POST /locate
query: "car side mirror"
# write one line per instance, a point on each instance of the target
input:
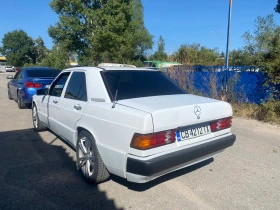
(43, 91)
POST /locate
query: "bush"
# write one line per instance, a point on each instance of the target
(269, 112)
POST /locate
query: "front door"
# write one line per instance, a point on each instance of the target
(71, 106)
(50, 104)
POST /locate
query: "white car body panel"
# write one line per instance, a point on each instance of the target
(113, 128)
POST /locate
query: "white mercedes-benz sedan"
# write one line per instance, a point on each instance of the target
(134, 123)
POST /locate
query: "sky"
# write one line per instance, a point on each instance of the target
(178, 21)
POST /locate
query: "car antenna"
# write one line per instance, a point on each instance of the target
(115, 99)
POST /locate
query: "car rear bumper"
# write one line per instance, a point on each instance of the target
(143, 170)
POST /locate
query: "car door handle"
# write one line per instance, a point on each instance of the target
(77, 107)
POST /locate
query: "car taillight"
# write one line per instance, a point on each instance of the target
(149, 141)
(221, 124)
(33, 85)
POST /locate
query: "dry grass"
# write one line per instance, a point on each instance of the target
(266, 112)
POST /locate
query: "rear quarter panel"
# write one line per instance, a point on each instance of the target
(113, 129)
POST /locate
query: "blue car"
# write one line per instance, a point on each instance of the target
(26, 82)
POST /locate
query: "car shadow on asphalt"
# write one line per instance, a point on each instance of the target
(175, 174)
(38, 175)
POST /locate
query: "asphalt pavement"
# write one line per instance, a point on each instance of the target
(38, 171)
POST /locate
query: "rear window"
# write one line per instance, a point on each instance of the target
(136, 84)
(42, 73)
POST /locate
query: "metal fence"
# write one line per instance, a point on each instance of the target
(245, 84)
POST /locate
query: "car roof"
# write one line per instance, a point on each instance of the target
(38, 68)
(107, 68)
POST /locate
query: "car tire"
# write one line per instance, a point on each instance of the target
(21, 104)
(9, 95)
(38, 125)
(89, 161)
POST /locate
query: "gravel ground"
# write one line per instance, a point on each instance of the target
(38, 171)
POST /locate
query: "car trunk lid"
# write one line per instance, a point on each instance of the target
(175, 111)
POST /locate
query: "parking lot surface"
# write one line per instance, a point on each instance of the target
(38, 171)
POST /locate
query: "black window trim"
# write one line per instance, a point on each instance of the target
(70, 76)
(57, 78)
(112, 95)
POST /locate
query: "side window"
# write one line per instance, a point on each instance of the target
(76, 88)
(58, 85)
(18, 74)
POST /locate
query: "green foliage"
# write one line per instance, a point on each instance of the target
(101, 31)
(277, 8)
(56, 58)
(241, 58)
(195, 54)
(18, 47)
(40, 49)
(160, 53)
(269, 112)
(272, 59)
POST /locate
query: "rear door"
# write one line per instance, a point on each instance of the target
(71, 106)
(49, 103)
(14, 84)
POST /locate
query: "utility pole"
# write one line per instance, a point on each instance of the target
(228, 43)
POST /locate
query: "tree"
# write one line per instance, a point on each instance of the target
(101, 31)
(241, 58)
(40, 49)
(277, 8)
(57, 57)
(19, 48)
(160, 53)
(272, 59)
(194, 54)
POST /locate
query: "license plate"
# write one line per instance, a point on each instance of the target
(193, 132)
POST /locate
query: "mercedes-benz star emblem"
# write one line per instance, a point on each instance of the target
(197, 111)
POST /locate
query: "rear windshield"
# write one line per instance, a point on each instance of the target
(136, 84)
(43, 73)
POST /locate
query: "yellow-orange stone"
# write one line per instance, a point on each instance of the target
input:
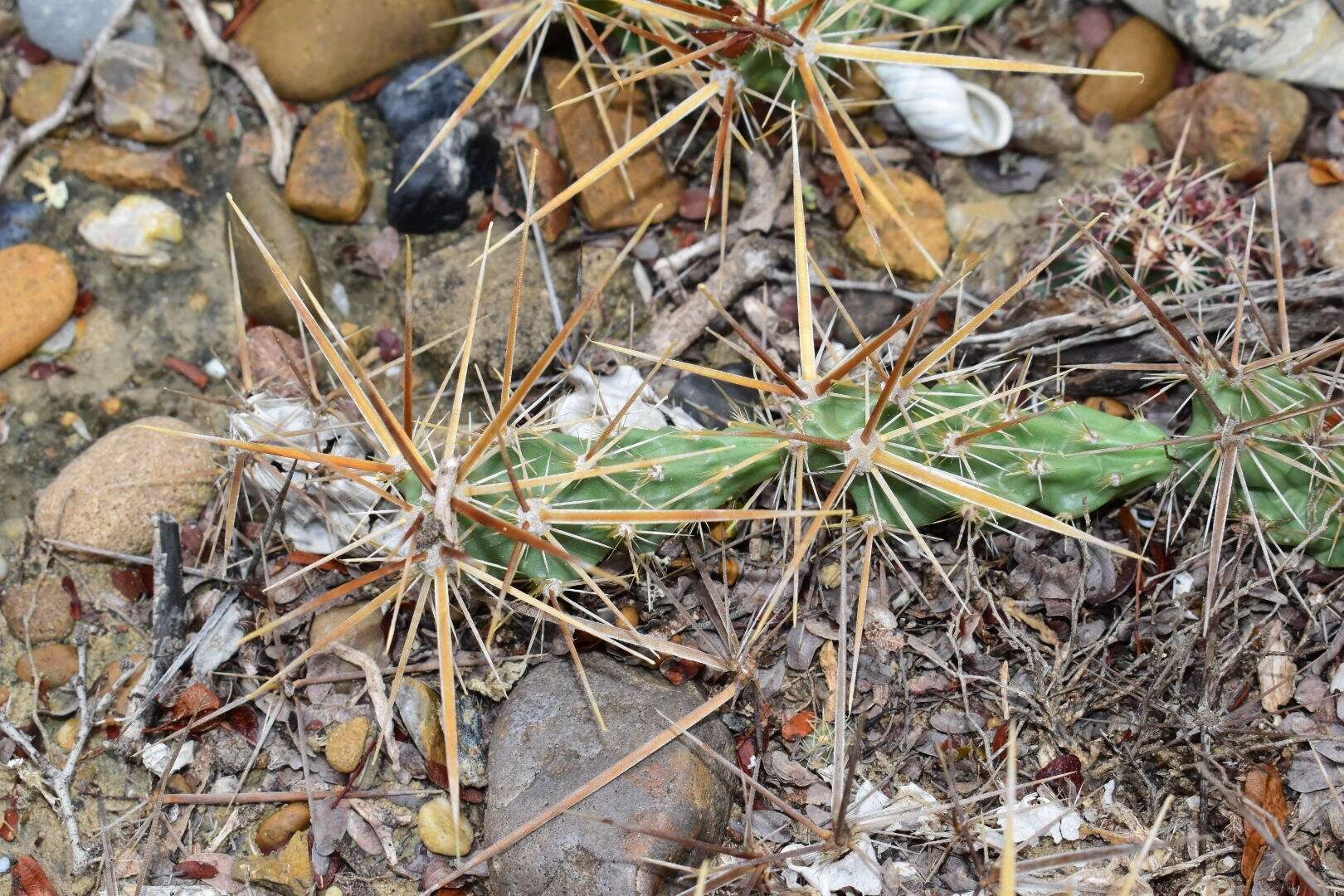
(1136, 46)
(921, 208)
(606, 204)
(39, 95)
(327, 178)
(38, 290)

• Assigned task
Once the pictures are dropped, repeat the data above exactly.

• Exercise result
POST /locate
query: "car side mirror"
# write one line per instance, a point on each instance of the target
input:
(43, 91)
POST /locate
query: "bush"
# write one line per instance, a point on each instance of the target
(269, 112)
POST /locate
query: "front door"
# write one line per instance, a point on each instance of the target
(71, 106)
(50, 104)
POST /locate
query: "white car body panel"
# write one line per instance, a point on each instance of the target
(113, 128)
POST /locate
query: "white mercedes-benz sedan"
# write one line per instance, a point on each instance of the target
(134, 123)
POST /locate
query: "sky"
# write one line per instance, a point on each instance of the target
(178, 21)
POST /locate
query: "car antenna"
# write one line per instance, a point on each instance of the target
(115, 99)
POST /locate
query: "car rear bumper"
# write one line per instance, a point on each instance of the target
(143, 170)
POST /locate
query: "car door handle"
# write one line per instance, a point on each instance of the target
(77, 107)
POST /locate
query: "car taillight"
# write one line per instance, a point on each instance of the target
(149, 141)
(221, 124)
(33, 85)
POST /locate
query: "dry grass"
# write one line per instance, a point on each instance of the target
(266, 112)
POST /locate
query: "rear quarter panel"
# write one line per instance, a point on each instance of the target
(113, 129)
POST /locate
query: "blue car"
# write one line per instance, a point on each instance of the target
(26, 82)
POST /locate
query: "car shadow on asphalt"
# write one line per instance, a point on each instance of the target
(175, 174)
(38, 175)
POST /locate
query: "asphalt pavement"
# write one line per instance, a point on each instance of the target
(38, 171)
POST /locate
query: "rear window"
# write one line per instance, a point on each instance of the target
(136, 84)
(42, 73)
POST /locate
query: "metal fence"
# write one line per instance, a point on each instance of the target
(245, 84)
POST /locate
query: "car roof"
# write one line per instance, a point on each instance of the target
(38, 68)
(107, 68)
POST /locate
query: "car tire"
# write one line per instance, a point on each instance of the target
(21, 104)
(9, 95)
(38, 125)
(89, 161)
POST /locate
query: "gravel ground"
# write one line per instance, a point on each instance of the target
(38, 171)
POST /locate
query: "car trunk lid"
# write one line per instance, a point on each instance of the target
(175, 111)
POST /locate
query: "parking lot surface"
# write one line per instance, a point on each instance of the target
(38, 171)
POST /locate
query: "black window trim"
# write one line per instance, a point on each instance of the target
(70, 76)
(57, 78)
(112, 95)
POST /locate
query: "side window"
# write one line per instance, a point on each instance of the target
(76, 88)
(58, 85)
(18, 74)
POST /locate
query: "green foliage"
# write one line per instance, a point on each instance of the target
(101, 31)
(277, 8)
(56, 58)
(241, 58)
(195, 54)
(18, 47)
(40, 49)
(160, 53)
(269, 112)
(272, 59)
POST /locate
query: "rear door"
# write one line per instance, a point on each instance of the target
(71, 106)
(49, 103)
(14, 84)
POST /locate
query: "utility pole"
# write one line per instance, a point on each instance of the target
(228, 43)
POST /locate
query: "tree"
# write one line per instance, a point on each instance of the target
(101, 31)
(241, 58)
(40, 49)
(277, 8)
(57, 57)
(19, 48)
(160, 53)
(272, 59)
(194, 54)
POST /locate
query: "license plate"
# write one line per instance, a point on each instance of the target
(193, 132)
POST /locate
query: "mercedes-benz star emblem"
# write one line per instance, a point on each instance of the target
(197, 111)
POST /locate
query: "rear windshield"
# write one line per instance, a point on each instance of the target
(136, 84)
(43, 73)
POST /locate
query: "yellow-orange stone"
# write one line per instance, a point on each instance of the target
input:
(1136, 46)
(921, 208)
(606, 204)
(39, 95)
(327, 178)
(38, 290)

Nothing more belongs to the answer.